TASK MATERIAL:
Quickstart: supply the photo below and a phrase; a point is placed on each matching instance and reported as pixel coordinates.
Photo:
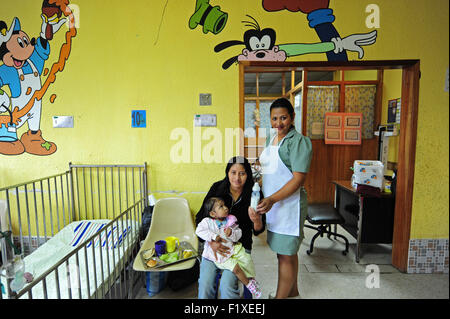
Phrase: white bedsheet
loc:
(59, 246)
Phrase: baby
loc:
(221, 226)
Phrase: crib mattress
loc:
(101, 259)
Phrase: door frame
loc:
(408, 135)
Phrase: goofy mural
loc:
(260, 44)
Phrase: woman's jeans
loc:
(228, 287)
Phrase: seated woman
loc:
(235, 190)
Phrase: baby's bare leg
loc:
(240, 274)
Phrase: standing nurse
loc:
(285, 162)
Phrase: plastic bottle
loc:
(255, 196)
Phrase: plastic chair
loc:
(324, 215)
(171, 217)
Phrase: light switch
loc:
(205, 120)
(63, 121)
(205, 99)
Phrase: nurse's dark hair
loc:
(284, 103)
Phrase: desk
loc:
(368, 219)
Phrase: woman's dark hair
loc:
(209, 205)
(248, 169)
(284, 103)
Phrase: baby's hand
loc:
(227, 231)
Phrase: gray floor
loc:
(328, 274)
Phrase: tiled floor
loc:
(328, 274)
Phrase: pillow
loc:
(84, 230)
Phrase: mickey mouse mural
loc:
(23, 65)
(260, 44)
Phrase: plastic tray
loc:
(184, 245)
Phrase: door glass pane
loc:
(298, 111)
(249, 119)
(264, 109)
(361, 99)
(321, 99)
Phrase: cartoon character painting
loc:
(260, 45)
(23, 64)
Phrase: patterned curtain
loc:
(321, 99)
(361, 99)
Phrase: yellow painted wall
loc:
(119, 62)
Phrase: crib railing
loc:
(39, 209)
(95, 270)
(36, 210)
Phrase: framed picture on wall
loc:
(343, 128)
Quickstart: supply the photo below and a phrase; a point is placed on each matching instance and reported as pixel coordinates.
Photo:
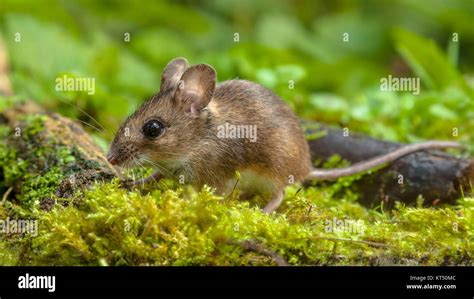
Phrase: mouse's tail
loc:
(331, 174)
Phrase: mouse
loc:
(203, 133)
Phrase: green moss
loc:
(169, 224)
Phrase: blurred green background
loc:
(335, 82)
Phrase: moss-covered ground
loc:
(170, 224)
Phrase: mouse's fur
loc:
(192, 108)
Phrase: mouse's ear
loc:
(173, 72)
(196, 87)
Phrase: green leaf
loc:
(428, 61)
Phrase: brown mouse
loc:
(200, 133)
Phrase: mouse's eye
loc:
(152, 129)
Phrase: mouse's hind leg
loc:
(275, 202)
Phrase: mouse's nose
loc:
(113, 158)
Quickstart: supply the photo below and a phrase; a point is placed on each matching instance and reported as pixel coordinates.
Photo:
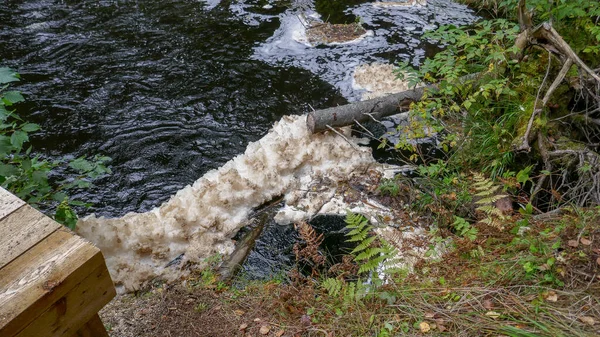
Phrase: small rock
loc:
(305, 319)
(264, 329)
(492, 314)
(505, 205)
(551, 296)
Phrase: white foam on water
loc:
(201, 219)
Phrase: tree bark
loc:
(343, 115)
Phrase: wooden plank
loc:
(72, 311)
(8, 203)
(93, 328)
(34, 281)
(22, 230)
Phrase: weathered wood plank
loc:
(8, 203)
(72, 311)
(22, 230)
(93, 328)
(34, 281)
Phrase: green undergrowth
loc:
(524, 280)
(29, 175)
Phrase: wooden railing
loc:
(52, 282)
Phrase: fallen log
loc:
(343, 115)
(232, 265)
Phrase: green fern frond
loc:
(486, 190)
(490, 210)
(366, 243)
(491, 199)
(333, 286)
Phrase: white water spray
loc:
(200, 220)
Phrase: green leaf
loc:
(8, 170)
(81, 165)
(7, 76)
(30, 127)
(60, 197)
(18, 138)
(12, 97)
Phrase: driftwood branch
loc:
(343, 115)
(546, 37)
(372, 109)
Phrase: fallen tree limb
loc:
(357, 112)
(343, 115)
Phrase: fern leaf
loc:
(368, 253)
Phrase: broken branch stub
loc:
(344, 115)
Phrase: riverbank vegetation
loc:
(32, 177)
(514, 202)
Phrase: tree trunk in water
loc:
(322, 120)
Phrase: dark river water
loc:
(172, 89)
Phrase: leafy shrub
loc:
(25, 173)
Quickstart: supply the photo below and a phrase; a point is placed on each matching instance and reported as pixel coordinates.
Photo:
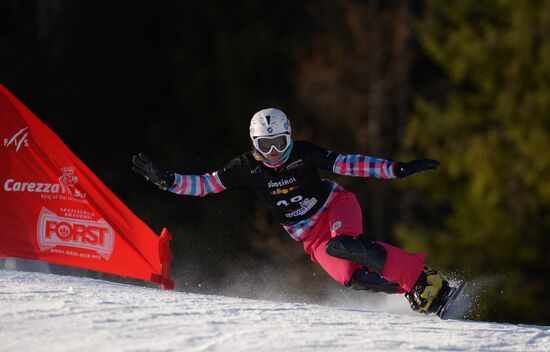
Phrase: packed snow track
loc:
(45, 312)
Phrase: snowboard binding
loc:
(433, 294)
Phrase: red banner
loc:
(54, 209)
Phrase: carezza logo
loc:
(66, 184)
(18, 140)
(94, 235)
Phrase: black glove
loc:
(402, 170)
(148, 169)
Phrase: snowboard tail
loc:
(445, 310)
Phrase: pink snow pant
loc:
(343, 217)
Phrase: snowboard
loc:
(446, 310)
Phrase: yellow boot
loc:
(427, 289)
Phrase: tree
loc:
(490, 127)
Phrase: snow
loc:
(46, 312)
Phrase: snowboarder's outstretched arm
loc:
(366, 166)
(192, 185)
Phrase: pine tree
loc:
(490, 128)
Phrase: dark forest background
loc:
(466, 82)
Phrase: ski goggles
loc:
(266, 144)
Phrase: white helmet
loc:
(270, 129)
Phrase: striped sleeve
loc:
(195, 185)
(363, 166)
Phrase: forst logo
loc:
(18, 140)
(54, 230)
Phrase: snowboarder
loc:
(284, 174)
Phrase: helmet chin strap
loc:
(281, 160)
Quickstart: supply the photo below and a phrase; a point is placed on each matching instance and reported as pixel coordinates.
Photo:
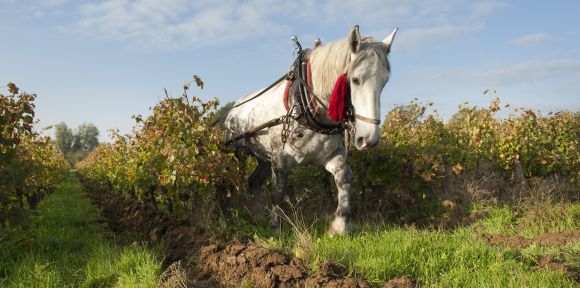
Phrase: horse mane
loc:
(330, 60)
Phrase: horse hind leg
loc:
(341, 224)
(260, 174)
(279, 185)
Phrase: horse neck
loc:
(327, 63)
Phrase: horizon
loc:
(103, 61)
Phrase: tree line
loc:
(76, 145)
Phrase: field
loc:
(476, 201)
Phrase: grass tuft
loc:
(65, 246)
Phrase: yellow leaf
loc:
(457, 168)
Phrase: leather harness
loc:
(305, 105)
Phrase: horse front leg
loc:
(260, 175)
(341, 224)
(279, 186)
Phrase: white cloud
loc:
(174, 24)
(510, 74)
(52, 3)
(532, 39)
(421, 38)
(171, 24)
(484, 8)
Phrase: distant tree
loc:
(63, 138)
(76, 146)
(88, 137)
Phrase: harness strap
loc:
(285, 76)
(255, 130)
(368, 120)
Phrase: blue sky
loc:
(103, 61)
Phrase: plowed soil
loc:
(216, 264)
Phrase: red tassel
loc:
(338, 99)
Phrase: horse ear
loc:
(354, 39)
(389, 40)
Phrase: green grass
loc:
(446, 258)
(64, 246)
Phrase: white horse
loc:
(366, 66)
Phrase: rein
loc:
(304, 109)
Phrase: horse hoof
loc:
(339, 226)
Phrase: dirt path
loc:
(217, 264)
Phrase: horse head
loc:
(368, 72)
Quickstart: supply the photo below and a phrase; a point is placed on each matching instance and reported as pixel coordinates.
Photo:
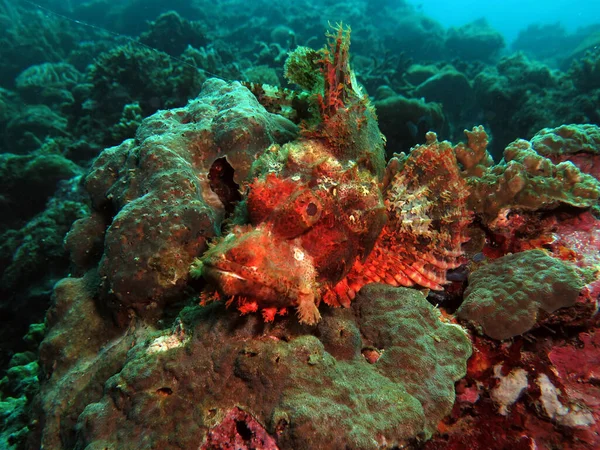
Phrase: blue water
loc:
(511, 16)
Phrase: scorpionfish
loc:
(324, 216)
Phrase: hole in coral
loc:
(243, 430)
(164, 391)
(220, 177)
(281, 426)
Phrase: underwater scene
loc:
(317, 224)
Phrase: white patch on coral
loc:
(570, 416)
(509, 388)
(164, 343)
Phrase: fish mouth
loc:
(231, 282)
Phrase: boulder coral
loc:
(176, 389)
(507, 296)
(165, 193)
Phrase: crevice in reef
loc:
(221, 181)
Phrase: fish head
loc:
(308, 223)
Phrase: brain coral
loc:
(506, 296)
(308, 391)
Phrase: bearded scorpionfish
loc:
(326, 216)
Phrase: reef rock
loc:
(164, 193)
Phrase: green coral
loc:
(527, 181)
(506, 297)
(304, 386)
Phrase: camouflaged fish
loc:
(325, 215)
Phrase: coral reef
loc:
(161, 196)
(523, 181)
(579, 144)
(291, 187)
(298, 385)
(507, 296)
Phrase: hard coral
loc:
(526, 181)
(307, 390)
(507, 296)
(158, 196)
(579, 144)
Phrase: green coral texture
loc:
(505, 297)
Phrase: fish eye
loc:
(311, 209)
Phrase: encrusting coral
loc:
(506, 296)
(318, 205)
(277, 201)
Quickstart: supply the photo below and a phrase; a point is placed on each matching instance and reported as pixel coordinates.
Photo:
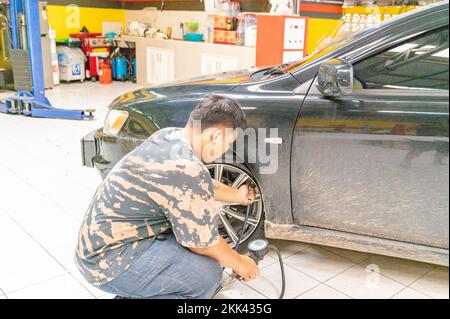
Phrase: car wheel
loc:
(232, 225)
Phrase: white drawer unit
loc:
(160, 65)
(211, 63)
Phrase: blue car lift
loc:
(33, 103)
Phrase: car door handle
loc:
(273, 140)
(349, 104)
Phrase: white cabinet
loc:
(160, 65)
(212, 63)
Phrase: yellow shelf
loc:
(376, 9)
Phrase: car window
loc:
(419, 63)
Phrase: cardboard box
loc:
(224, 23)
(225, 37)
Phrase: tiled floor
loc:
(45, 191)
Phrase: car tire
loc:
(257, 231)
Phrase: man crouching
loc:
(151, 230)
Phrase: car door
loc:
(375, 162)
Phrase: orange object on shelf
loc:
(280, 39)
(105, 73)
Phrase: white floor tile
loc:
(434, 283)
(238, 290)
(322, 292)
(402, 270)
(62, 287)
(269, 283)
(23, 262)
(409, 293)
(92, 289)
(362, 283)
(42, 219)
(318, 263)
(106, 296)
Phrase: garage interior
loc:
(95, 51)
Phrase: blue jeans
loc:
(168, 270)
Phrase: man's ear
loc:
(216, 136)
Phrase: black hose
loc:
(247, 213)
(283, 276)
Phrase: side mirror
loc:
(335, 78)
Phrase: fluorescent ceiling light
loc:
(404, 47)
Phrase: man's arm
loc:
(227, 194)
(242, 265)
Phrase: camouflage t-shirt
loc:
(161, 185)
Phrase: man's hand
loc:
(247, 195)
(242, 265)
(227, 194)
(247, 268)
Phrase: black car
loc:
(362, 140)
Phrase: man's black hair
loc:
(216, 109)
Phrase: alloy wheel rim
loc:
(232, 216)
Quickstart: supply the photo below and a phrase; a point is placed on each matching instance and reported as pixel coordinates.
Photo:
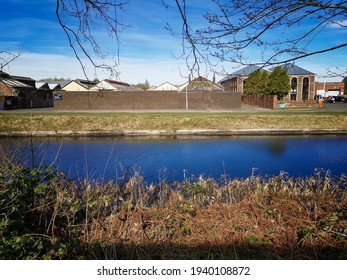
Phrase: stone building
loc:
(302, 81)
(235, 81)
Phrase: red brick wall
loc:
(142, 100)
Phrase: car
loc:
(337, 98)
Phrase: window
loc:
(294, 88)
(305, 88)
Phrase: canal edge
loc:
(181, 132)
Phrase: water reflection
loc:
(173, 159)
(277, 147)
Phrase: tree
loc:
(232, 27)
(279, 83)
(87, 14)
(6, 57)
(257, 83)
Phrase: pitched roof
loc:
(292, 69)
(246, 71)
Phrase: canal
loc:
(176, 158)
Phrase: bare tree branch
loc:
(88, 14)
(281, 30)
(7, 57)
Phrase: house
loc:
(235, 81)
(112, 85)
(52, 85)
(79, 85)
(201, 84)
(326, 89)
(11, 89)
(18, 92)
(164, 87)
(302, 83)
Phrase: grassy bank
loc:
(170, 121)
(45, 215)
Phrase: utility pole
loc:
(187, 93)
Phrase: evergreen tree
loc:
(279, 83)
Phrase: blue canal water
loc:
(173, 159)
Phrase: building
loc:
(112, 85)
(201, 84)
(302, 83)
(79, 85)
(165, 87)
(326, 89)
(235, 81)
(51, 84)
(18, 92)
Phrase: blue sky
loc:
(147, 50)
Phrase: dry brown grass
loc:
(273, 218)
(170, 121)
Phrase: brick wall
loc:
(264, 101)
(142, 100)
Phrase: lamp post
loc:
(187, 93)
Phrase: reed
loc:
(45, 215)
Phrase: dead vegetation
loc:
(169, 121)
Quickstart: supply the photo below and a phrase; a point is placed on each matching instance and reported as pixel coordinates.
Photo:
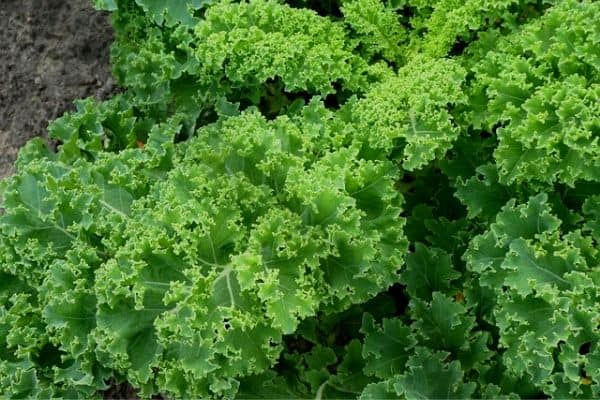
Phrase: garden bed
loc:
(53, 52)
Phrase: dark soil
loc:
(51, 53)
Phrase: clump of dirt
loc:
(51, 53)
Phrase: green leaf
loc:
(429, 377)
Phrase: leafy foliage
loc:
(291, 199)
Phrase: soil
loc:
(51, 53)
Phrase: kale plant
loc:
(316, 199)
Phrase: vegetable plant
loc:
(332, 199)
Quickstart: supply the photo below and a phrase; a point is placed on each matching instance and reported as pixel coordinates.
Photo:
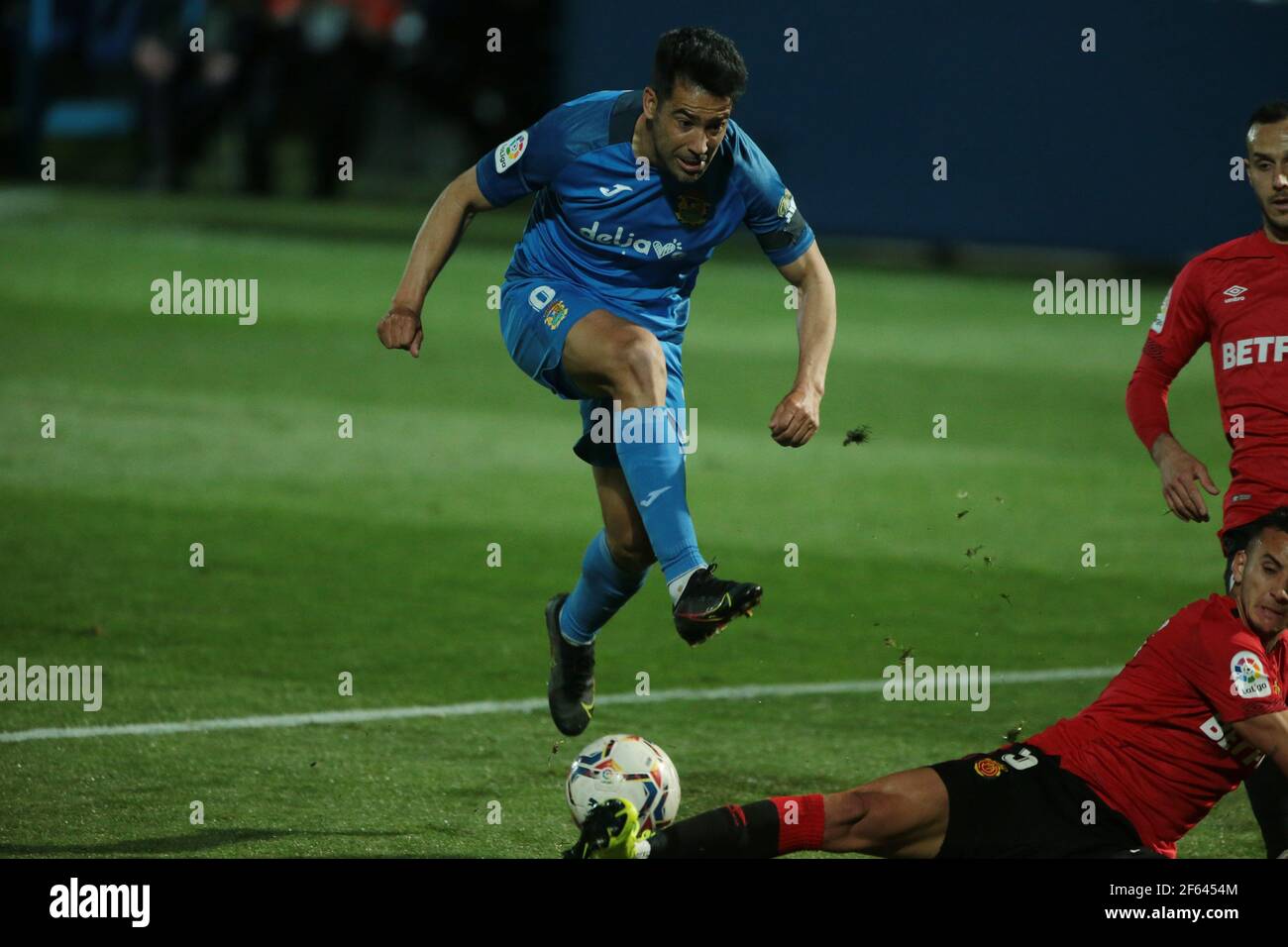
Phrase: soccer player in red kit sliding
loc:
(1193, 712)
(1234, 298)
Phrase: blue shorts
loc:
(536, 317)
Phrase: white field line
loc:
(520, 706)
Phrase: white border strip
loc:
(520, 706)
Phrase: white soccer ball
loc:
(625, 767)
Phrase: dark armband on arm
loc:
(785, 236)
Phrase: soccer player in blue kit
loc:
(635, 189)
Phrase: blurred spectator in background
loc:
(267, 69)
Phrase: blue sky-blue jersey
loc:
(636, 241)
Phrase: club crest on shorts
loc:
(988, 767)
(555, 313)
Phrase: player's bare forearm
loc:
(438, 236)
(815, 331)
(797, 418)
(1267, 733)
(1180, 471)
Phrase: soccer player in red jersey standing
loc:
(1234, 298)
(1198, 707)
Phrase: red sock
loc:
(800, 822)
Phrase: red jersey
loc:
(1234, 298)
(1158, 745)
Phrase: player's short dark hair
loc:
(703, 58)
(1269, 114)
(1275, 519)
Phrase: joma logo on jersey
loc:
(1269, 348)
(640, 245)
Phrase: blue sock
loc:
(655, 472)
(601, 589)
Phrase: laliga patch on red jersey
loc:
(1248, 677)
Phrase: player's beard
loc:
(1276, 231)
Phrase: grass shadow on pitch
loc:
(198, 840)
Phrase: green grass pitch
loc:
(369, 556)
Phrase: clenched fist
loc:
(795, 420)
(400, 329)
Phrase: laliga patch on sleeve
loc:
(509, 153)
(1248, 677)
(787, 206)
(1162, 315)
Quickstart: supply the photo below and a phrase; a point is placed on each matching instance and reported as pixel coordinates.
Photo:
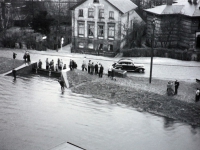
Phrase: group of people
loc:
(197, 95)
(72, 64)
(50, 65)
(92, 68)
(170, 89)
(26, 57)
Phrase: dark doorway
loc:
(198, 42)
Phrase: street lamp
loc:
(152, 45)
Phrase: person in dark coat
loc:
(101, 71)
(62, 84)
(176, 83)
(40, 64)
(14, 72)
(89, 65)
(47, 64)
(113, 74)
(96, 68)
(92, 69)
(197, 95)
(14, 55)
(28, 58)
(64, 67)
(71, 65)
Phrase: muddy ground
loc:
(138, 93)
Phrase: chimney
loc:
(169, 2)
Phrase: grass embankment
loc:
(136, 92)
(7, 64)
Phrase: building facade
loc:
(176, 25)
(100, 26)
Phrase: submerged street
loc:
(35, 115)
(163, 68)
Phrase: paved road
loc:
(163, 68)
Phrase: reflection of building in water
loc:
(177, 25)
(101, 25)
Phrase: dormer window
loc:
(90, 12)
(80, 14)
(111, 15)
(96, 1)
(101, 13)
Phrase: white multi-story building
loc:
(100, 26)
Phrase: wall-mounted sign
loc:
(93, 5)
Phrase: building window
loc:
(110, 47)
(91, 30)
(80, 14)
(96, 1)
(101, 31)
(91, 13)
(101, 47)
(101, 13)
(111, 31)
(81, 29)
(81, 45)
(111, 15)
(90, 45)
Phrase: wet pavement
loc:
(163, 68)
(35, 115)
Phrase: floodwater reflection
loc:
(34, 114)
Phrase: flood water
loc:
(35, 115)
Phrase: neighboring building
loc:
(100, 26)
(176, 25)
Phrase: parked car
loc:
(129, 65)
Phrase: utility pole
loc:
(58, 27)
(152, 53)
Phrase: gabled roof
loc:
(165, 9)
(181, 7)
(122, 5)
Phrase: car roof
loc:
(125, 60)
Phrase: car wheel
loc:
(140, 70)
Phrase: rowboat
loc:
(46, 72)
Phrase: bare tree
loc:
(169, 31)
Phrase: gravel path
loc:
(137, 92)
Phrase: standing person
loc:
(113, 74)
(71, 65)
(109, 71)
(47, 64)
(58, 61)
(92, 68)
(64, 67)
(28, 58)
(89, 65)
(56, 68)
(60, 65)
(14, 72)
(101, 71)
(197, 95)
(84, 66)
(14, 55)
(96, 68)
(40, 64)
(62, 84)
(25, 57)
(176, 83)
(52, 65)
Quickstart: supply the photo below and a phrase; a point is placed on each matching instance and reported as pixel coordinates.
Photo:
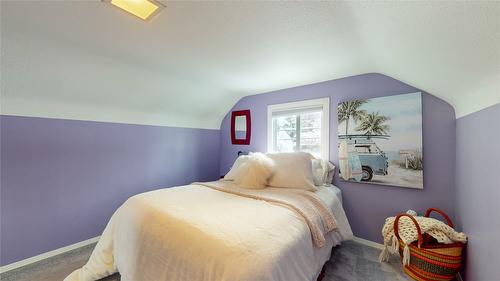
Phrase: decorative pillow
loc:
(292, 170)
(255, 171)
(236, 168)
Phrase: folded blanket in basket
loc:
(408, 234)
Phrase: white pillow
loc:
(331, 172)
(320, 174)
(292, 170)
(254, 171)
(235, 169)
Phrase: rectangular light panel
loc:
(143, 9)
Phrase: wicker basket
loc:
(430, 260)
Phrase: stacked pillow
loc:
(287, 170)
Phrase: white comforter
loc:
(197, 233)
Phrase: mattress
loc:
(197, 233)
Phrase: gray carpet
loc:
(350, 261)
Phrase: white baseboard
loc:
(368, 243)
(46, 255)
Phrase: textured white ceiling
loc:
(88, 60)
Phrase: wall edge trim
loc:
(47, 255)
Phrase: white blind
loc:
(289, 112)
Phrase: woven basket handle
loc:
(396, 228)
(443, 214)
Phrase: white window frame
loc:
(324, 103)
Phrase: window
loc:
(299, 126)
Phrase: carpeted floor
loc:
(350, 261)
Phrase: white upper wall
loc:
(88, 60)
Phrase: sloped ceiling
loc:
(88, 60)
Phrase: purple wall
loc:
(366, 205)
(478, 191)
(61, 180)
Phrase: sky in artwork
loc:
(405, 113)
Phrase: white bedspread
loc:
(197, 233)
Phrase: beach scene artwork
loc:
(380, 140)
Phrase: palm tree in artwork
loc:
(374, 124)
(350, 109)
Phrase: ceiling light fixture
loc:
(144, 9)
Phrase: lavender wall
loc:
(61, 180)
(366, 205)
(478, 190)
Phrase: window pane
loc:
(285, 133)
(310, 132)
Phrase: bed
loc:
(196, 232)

WRITTEN PROBLEM: Reproduce, word for word, the part of the entries that opens with the line containing "Phrase: textured white ceiling" and closes with the final line of the entries.

TASK ANSWER:
Phrase: textured white ceiling
loc:
(88, 60)
Phrase: wall edge trim
loc:
(47, 255)
Phrase: white blind
loc:
(289, 112)
Phrase: woven basket handle
loc:
(396, 228)
(443, 214)
Phrase: white window frame
loc:
(324, 103)
Phrase: window
loc:
(299, 126)
Phrase: carpeted floor
loc:
(350, 261)
Phrase: white upper wall
loc:
(88, 60)
Phrase: sloped ceiling
loc:
(88, 60)
Phrase: purple wall
loc:
(366, 205)
(478, 191)
(61, 180)
Phrase: sky in artwork
loc:
(405, 113)
Phrase: white bedspread
loc:
(197, 233)
Phrase: beach scene artwork
loc:
(380, 140)
Phrase: palm tree in artwork
loc:
(374, 124)
(350, 109)
Phrase: ceiling light fixture
loc:
(144, 9)
Phrase: lavender wall
loc:
(61, 180)
(366, 205)
(478, 190)
Phrase: window pane
loc:
(285, 133)
(310, 132)
Phrase: bed
loc:
(196, 232)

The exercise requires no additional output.